WHAT THIS TASK INVOLVES - Write out everything from the line containing "Exercise. Point out the distant" down to the line containing "(1033, 562)", scaling every point coordinate by 0.75 and rounding it to a whole number, with halves rounded up. Keep all other text on those lines unchanged.

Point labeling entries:
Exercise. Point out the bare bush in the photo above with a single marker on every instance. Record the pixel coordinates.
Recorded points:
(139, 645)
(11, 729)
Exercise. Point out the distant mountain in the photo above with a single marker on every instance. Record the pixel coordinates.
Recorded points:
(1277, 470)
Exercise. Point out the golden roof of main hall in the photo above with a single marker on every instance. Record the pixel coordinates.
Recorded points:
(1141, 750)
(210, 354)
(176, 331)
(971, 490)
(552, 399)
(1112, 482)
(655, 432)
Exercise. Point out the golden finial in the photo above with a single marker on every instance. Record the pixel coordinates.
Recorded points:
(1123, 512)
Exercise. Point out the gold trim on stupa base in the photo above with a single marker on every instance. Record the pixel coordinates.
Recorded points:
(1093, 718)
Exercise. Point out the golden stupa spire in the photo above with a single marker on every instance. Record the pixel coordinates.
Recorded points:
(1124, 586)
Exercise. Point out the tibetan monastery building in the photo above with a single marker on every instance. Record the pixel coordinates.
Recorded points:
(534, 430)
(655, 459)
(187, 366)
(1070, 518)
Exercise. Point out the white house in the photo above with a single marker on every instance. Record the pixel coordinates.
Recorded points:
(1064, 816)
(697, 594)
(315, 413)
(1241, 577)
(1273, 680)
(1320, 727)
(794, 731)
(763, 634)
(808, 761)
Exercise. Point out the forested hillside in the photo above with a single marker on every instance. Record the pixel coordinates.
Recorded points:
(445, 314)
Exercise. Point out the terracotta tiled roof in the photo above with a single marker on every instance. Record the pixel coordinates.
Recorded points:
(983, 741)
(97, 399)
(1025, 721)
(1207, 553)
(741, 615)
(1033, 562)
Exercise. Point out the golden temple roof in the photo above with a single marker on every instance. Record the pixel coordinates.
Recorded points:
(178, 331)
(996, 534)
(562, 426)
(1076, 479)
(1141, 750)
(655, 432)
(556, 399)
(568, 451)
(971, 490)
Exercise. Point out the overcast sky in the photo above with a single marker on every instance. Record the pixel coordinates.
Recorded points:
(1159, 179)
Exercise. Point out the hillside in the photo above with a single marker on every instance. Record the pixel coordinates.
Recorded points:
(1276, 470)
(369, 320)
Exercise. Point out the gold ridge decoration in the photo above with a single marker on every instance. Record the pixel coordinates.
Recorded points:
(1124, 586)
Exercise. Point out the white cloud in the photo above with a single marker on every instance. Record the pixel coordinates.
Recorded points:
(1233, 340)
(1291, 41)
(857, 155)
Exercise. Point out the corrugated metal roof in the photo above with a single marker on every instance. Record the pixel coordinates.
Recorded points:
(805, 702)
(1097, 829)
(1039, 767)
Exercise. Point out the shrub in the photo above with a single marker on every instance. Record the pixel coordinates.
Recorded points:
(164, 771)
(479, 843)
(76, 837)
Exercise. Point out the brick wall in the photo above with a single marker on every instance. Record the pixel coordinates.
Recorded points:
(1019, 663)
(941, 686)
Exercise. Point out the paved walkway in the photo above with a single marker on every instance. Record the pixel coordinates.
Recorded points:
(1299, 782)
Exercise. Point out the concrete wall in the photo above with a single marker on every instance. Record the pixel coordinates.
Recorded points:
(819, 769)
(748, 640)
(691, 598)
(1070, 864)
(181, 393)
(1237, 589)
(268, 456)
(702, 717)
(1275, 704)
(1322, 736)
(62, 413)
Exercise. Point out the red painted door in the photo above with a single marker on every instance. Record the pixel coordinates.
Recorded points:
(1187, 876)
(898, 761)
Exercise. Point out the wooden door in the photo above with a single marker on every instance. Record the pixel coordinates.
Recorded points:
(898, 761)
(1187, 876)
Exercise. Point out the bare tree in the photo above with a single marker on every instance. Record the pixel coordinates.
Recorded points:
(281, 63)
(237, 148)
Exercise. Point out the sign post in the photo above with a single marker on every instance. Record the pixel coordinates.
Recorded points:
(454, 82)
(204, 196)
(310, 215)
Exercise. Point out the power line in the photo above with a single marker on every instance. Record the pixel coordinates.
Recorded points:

EXERCISE RESULT -
Exercise. Point out the distant mountain in the photo above with a single marker on every instance. Record the pixel coordinates.
Recorded points:
(958, 353)
Exercise. Point out the golden roof of main hall in the photo above with a single marker on every instance. Record the pixel coordinates.
Recorded points:
(856, 563)
(158, 266)
(132, 248)
(728, 368)
(414, 299)
(834, 362)
(491, 324)
Exercise. Point out the golden finial in the photo above with a single marker on every instance. Record the pixel coordinates.
Recorded points:
(842, 384)
Exercise. Point out the gold trim on stupa base in the photo above with a single marker on every instance. Record the pixel coordinates.
Recorded points:
(820, 539)
Exercise. Point out the golden stupa spire in the photo above with a single marker on every instance. Record the pixel coordinates.
Recorded points:
(843, 440)
Exercise. Point out the tibetan monastery building in the photo above with a single marker on every instance. Record the pixel coordinates.
Recorded points:
(401, 323)
(491, 344)
(140, 275)
(803, 389)
Exercise. Point out the white house in the photo above with a single marker on every instance. Record the pixel coordinates.
Recorded points:
(798, 612)
(523, 446)
(236, 310)
(931, 433)
(955, 510)
(990, 545)
(596, 548)
(572, 476)
(606, 571)
Exercise. Point out the forested hillside in the photo above with a single marker on every instance. Record the pixel coordinates.
Recorded points:
(334, 236)
Exercise. Point out the terracotta tiled roof in the photo above with a single marker on every instance. Record the pixel coordinates.
Recorded points:
(737, 556)
(73, 299)
(769, 541)
(905, 415)
(556, 461)
(775, 422)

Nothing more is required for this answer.